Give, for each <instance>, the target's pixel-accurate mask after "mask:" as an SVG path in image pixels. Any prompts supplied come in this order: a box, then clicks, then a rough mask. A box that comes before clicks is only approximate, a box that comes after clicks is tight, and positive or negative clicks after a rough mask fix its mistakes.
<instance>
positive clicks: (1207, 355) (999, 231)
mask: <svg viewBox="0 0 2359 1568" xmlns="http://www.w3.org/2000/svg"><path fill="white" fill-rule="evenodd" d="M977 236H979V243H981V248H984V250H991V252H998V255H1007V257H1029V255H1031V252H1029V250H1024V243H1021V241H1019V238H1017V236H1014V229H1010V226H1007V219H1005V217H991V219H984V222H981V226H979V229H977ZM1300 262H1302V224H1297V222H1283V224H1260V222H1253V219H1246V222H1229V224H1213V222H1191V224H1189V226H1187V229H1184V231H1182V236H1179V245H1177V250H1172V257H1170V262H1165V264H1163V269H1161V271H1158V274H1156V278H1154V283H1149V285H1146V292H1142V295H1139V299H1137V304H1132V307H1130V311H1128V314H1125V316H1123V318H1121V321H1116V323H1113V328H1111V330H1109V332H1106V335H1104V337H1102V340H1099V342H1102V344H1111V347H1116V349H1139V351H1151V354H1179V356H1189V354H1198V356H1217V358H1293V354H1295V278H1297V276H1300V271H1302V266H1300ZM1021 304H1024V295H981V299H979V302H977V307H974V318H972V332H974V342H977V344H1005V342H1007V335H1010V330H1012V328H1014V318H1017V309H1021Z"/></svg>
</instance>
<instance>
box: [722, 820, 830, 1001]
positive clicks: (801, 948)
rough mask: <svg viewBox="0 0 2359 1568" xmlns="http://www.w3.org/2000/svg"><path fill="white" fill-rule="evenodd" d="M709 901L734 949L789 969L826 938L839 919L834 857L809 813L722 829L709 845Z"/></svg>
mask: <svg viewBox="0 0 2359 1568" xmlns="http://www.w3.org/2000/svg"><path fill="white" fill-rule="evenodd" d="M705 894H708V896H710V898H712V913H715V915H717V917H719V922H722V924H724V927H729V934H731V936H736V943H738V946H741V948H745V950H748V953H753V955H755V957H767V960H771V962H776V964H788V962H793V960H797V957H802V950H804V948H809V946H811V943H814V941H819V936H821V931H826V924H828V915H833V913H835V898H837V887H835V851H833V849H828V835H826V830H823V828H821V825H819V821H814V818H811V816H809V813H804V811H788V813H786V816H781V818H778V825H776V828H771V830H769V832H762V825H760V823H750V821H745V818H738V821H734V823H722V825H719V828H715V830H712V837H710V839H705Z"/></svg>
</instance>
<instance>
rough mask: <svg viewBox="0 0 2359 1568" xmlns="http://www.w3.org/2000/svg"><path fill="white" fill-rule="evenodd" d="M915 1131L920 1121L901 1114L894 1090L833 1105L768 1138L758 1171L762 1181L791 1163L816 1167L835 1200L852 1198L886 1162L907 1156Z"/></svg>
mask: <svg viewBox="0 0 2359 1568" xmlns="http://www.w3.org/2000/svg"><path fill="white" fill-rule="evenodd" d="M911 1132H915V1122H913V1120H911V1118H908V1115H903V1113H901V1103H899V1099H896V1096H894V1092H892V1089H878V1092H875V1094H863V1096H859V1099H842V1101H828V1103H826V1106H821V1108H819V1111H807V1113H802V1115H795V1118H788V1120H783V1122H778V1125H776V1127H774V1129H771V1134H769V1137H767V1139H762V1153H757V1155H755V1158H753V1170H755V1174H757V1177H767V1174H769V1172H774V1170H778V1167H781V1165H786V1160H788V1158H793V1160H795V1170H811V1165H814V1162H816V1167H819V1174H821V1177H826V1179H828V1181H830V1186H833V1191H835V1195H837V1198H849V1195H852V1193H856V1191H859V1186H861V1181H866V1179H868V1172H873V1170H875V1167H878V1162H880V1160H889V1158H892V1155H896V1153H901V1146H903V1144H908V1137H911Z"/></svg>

^^^^

§ Work order: Please reproduce every row above word for word.

§ Solution for this task:
Give, for each <instance>, the target's pixel-accurate mask after "mask:" as an SVG path in image pixels. Any prompts supplied come in this order: a box, then clicks, then a rough mask. A box that comes before clicks is only approximate, a box that comes after clicks is tight, and positive or negative clicks after a rough mask fix its mistakes.
<instance>
positive clicks: (1207, 355) (999, 231)
mask: <svg viewBox="0 0 2359 1568" xmlns="http://www.w3.org/2000/svg"><path fill="white" fill-rule="evenodd" d="M977 236H979V243H981V248H984V250H991V252H998V255H1007V257H1029V255H1031V252H1029V250H1024V243H1021V241H1019V238H1017V236H1014V229H1010V226H1007V219H1005V217H991V219H984V222H981V226H979V229H977ZM1300 262H1302V224H1297V222H1283V224H1260V222H1253V219H1246V222H1229V224H1213V222H1191V224H1189V226H1187V229H1184V231H1182V236H1179V245H1177V250H1172V257H1170V262H1165V264H1163V269H1161V271H1158V274H1156V278H1154V283H1149V285H1146V292H1142V295H1139V299H1137V304H1132V307H1130V311H1128V314H1125V316H1123V318H1121V321H1116V323H1113V328H1111V330H1109V332H1106V335H1104V337H1102V340H1099V342H1102V344H1111V347H1116V349H1139V351H1151V354H1179V356H1189V354H1198V356H1217V358H1293V354H1295V278H1297V276H1300V271H1302V266H1300ZM1021 304H1024V295H981V299H979V302H977V307H974V318H972V332H974V342H977V344H1005V342H1007V335H1010V330H1012V328H1014V318H1017V309H1021Z"/></svg>
</instance>
<instance>
box: [722, 820, 830, 1001]
positive clicks: (801, 948)
rough mask: <svg viewBox="0 0 2359 1568" xmlns="http://www.w3.org/2000/svg"><path fill="white" fill-rule="evenodd" d="M709 901L734 949L789 969L826 938L839 919L834 857L809 813L722 829L709 845Z"/></svg>
mask: <svg viewBox="0 0 2359 1568" xmlns="http://www.w3.org/2000/svg"><path fill="white" fill-rule="evenodd" d="M705 894H708V896H710V898H712V913H715V915H717V917H719V922H722V924H724V927H729V934H731V936H736V943H738V946H741V948H745V950H748V953H753V955H755V957H767V960H771V962H776V964H788V962H793V960H797V957H802V950H804V948H809V946H811V943H814V941H819V936H821V931H826V924H828V915H833V913H835V898H837V887H835V851H833V849H828V835H826V830H823V828H821V825H819V821H814V818H811V816H809V813H804V811H788V813H786V816H781V818H778V825H776V828H771V830H769V832H762V825H760V823H750V821H745V818H738V821H734V823H722V825H719V828H715V830H712V837H710V839H705Z"/></svg>
</instance>
<instance>
rough mask: <svg viewBox="0 0 2359 1568" xmlns="http://www.w3.org/2000/svg"><path fill="white" fill-rule="evenodd" d="M915 1131L920 1121L901 1114L894 1090L833 1105L768 1138L758 1171L762 1181L791 1163L816 1167L835 1200L852 1198L886 1162L907 1156Z"/></svg>
mask: <svg viewBox="0 0 2359 1568" xmlns="http://www.w3.org/2000/svg"><path fill="white" fill-rule="evenodd" d="M911 1132H915V1122H913V1120H911V1118H908V1115H903V1113H901V1103H899V1099H896V1096H894V1092H892V1089H878V1092H875V1094H863V1096H859V1099H842V1101H828V1103H826V1106H821V1108H819V1111H807V1113H802V1115H795V1118H788V1120H783V1122H778V1125H776V1127H774V1129H771V1134H769V1137H767V1139H762V1153H757V1155H755V1158H753V1170H755V1174H757V1177H767V1174H769V1172H774V1170H778V1167H781V1165H786V1160H788V1158H793V1160H795V1170H811V1165H814V1162H816V1167H819V1174H821V1177H826V1179H828V1181H830V1186H833V1191H835V1195H837V1198H849V1195H852V1193H856V1191H859V1186H861V1181H866V1179H868V1172H873V1170H875V1167H878V1162H880V1160H889V1158H892V1155H896V1153H901V1146H903V1144H908V1137H911Z"/></svg>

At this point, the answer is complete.